Task prompt:
Return every line of the entries below as a JSON list of strings, one string per line, leaving out blank lines and the pictures.

Record set:
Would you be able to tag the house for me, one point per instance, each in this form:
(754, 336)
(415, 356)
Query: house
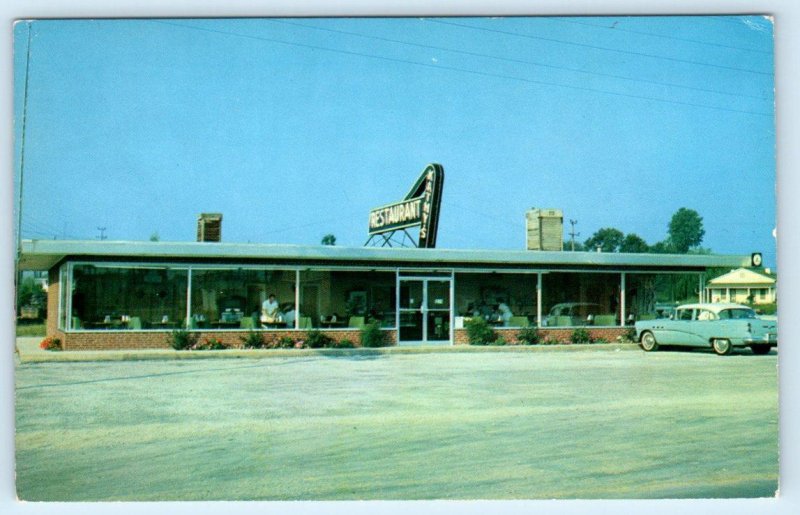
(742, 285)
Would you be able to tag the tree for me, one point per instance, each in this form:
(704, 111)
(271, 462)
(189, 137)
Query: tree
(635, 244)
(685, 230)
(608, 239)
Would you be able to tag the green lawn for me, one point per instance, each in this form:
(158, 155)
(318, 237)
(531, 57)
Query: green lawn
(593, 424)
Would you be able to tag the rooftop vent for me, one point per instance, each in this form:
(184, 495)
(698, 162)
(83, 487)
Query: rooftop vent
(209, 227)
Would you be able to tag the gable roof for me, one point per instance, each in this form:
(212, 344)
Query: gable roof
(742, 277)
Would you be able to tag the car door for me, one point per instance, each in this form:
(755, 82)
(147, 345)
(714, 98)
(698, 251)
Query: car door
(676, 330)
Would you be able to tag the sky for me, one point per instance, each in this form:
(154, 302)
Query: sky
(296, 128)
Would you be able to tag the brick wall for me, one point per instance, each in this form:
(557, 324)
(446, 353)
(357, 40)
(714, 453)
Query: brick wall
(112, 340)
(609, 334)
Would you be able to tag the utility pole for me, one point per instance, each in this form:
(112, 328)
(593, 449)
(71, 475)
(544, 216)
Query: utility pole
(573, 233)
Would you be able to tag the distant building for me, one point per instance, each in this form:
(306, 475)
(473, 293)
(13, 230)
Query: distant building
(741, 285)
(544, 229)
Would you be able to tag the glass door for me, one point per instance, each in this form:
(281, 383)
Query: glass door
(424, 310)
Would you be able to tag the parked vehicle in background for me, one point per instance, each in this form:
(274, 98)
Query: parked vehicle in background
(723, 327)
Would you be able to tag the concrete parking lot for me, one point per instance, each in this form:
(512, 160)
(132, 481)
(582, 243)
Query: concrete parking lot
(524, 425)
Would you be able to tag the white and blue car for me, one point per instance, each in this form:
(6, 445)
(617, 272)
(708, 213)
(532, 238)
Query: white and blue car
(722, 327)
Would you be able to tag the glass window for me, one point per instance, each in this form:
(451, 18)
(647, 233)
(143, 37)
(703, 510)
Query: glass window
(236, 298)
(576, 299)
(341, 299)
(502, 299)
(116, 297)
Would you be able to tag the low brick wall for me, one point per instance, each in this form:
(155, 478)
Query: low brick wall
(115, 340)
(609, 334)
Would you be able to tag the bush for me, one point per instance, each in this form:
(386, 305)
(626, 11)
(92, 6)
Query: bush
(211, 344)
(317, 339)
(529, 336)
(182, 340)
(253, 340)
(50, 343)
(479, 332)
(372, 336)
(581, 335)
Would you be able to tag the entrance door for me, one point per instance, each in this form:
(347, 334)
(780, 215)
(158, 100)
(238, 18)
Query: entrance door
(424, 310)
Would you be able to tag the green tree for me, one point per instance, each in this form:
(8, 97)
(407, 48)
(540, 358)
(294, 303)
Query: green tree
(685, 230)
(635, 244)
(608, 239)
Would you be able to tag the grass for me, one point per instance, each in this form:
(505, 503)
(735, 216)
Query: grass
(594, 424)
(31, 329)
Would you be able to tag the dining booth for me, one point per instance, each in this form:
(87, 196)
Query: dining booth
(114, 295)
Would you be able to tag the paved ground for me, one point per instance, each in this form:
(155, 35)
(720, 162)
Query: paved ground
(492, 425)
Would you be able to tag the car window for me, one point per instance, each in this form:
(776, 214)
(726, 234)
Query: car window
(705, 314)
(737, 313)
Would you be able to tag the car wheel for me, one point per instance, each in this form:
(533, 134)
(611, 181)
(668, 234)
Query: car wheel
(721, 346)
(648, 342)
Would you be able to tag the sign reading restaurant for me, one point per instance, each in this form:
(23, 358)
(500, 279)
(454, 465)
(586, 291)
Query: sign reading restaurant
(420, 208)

Task result:
[
  "Would you be able to tag the house for me, one point per instance, each in this form:",
  "(754, 336)",
  "(415, 356)",
  "Query: house",
  "(742, 285)",
  "Would you be able to tag the tree for me, one point per instance, each in this form:",
  "(704, 111)",
  "(271, 462)",
  "(189, 137)",
  "Query: tree",
  "(635, 244)",
  "(685, 230)",
  "(608, 239)",
  "Would you be able to tag the green lawn for me, one point per instance, each in this form:",
  "(158, 155)",
  "(318, 237)",
  "(531, 57)",
  "Query: green lawn",
  "(593, 424)",
  "Would you be able to tag the rooftop vent for me, one point per instance, each in this form:",
  "(184, 495)",
  "(698, 162)",
  "(83, 487)",
  "Query: rooftop vent",
  "(209, 227)",
  "Would you be able to tag the gable roof for me, one point per instance, each in this form:",
  "(212, 344)",
  "Query: gable roof",
  "(742, 277)",
  "Would you be able to tag the car door for me, one point per instance, each in this form:",
  "(755, 82)",
  "(147, 345)",
  "(714, 98)",
  "(698, 251)",
  "Query: car door",
  "(676, 330)",
  "Would you be able to tag the sky for me, one point per instance, each in this form:",
  "(154, 302)",
  "Query: sky",
  "(296, 128)",
  "Would you be able to tag the brick wall for me, one point per instance, each in this form:",
  "(557, 324)",
  "(446, 353)",
  "(357, 40)",
  "(714, 453)",
  "Query: brick wall",
  "(112, 340)",
  "(609, 334)",
  "Would you be able to tag the utility pole for me, one point per instance, each in this form:",
  "(112, 328)",
  "(593, 449)",
  "(71, 475)",
  "(544, 216)",
  "Query: utility pole",
  "(573, 233)",
  "Would you be able to tag the distant building for me, one point per instance, each in this form:",
  "(306, 475)",
  "(473, 293)",
  "(13, 230)",
  "Query: distant building",
  "(741, 285)",
  "(544, 229)",
  "Would you be able to tag the glass door for me, one point per instance, each in this form:",
  "(281, 383)",
  "Query: glass door",
  "(424, 310)",
  "Would you be able to tag the parked vehicle in background for me, one point per instance, each in this form:",
  "(274, 98)",
  "Query: parked vehicle in background",
  "(723, 327)",
  "Would you be able to tag the concrete parking lot for me, one point per instance, each in this form:",
  "(512, 160)",
  "(132, 481)",
  "(582, 243)",
  "Query: concrete parking lot",
  "(524, 425)",
  "Would you be able to tag the white and blue car for me, one point per instance, each in this form:",
  "(6, 445)",
  "(617, 272)",
  "(708, 213)",
  "(532, 238)",
  "Query: white and blue car",
  "(722, 327)",
  "Would you be able to tag the glass window for me, one point per instance, each in this form:",
  "(451, 18)",
  "(647, 233)",
  "(143, 37)",
  "(703, 510)",
  "Query: glass window",
  "(236, 298)",
  "(576, 299)",
  "(341, 299)",
  "(502, 299)",
  "(116, 297)",
  "Would you be able to tag the low brick wall for me, one point per instance, each in this form:",
  "(155, 478)",
  "Query: low brick wall",
  "(115, 340)",
  "(609, 334)",
  "Would you be able to tag the bush for me, one point per instance, each in this form:",
  "(386, 305)",
  "(626, 11)",
  "(92, 6)",
  "Query: bush",
  "(211, 344)",
  "(317, 339)",
  "(529, 336)",
  "(182, 340)",
  "(253, 340)",
  "(50, 343)",
  "(479, 332)",
  "(372, 336)",
  "(581, 335)",
  "Would you be able to tag the entrance door for me, one point per instance, each in this form:",
  "(347, 334)",
  "(780, 215)",
  "(158, 100)",
  "(238, 18)",
  "Query: entrance door",
  "(424, 310)",
  "Would you be able to tag the green tree for me, one point per instance, each in this form:",
  "(8, 97)",
  "(407, 48)",
  "(540, 358)",
  "(294, 303)",
  "Query: green tree",
  "(685, 230)",
  "(635, 244)",
  "(608, 239)",
  "Would you be able to tag the grass for me, one point per instance, each in this form:",
  "(505, 503)",
  "(735, 216)",
  "Query: grass",
  "(594, 424)",
  "(31, 329)",
  "Would you be able to tag the dining booth for me, one point per instance, each in this form:",
  "(87, 196)",
  "Query: dining booth",
  "(114, 295)",
  "Would you be able to tag the paved ground for me, one point per instance, each in this form:",
  "(155, 35)",
  "(720, 162)",
  "Query: paved ground",
  "(492, 425)",
  "Would you be able to tag the car window for me, one point per instance, each in this form:",
  "(776, 214)",
  "(726, 234)",
  "Query: car window",
  "(705, 314)",
  "(737, 313)",
  "Would you be able to tag the car wheel for me, one point per instance, each in this form:",
  "(533, 134)",
  "(611, 181)",
  "(668, 234)",
  "Query: car wheel",
  "(721, 346)",
  "(648, 342)",
  "Would you be able to tag the sign reading restaurant for me, one point per instance, each in this form:",
  "(23, 358)",
  "(500, 279)",
  "(454, 465)",
  "(586, 291)",
  "Query: sign reading restaurant",
  "(420, 208)"
]